* _EXERCISE DESCRIPTION_: Everything from the first line of the entries below through the line holding "111L314 107H295L286 110L295" must be printed exactly as written.
-- Opening Marker --
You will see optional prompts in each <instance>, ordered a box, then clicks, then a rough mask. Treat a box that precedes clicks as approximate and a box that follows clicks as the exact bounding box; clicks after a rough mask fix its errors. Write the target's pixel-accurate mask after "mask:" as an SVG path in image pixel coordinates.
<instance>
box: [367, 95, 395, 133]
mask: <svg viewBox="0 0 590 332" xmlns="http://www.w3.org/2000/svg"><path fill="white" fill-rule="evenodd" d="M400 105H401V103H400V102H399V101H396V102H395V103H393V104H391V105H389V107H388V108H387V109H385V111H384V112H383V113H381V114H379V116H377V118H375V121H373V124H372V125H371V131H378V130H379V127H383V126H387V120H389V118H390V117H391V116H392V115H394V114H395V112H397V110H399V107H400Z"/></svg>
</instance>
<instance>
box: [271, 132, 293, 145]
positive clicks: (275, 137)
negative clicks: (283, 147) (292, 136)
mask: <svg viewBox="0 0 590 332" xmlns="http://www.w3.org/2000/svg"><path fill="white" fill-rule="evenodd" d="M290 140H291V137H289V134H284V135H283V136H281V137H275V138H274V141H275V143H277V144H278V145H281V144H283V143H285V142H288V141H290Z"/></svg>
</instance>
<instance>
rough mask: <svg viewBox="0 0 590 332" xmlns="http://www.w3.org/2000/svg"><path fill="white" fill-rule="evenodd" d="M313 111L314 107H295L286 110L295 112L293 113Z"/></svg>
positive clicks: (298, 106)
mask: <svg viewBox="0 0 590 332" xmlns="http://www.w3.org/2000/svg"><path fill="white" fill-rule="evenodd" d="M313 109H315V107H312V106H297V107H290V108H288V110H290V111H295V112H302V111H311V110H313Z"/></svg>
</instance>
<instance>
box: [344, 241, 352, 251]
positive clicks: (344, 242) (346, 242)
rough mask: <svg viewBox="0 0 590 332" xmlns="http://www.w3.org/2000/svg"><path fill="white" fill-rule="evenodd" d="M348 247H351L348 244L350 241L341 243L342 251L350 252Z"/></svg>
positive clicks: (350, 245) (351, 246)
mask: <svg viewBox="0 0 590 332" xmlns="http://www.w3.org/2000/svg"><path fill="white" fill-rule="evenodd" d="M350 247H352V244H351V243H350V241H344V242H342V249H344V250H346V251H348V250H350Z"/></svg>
-- Closing Marker --
* _WRITTEN RESPONSE_:
You will see optional prompts in each <instance>, ordered a box, then clicks, then a rough mask. Treat a box that precedes clicks as approximate and a box that follows clicks as the exact bounding box; clicks after a rough mask fix its errors. Write the target's pixel-accurate mask after "mask:" as an SVG path in image pixel coordinates.
<instance>
box: [367, 95, 395, 133]
mask: <svg viewBox="0 0 590 332" xmlns="http://www.w3.org/2000/svg"><path fill="white" fill-rule="evenodd" d="M400 105H401V103H400V102H399V101H396V102H395V103H393V104H391V105H389V107H388V108H387V109H385V111H384V112H383V113H381V114H379V116H377V118H375V121H373V124H372V125H371V131H378V130H379V127H383V126H387V120H389V118H390V117H391V116H392V115H394V114H395V112H397V110H399V107H400Z"/></svg>
</instance>
<instance>
box: [271, 132, 293, 145]
positive clicks: (275, 137)
negative clicks: (283, 147) (292, 136)
mask: <svg viewBox="0 0 590 332" xmlns="http://www.w3.org/2000/svg"><path fill="white" fill-rule="evenodd" d="M290 140H291V137H289V134H284V135H283V136H281V137H275V138H274V141H275V143H277V144H278V145H281V144H283V143H285V142H288V141H290Z"/></svg>
</instance>
<instance>
rough mask: <svg viewBox="0 0 590 332" xmlns="http://www.w3.org/2000/svg"><path fill="white" fill-rule="evenodd" d="M313 111L314 107H295L286 110L295 112L293 113Z"/></svg>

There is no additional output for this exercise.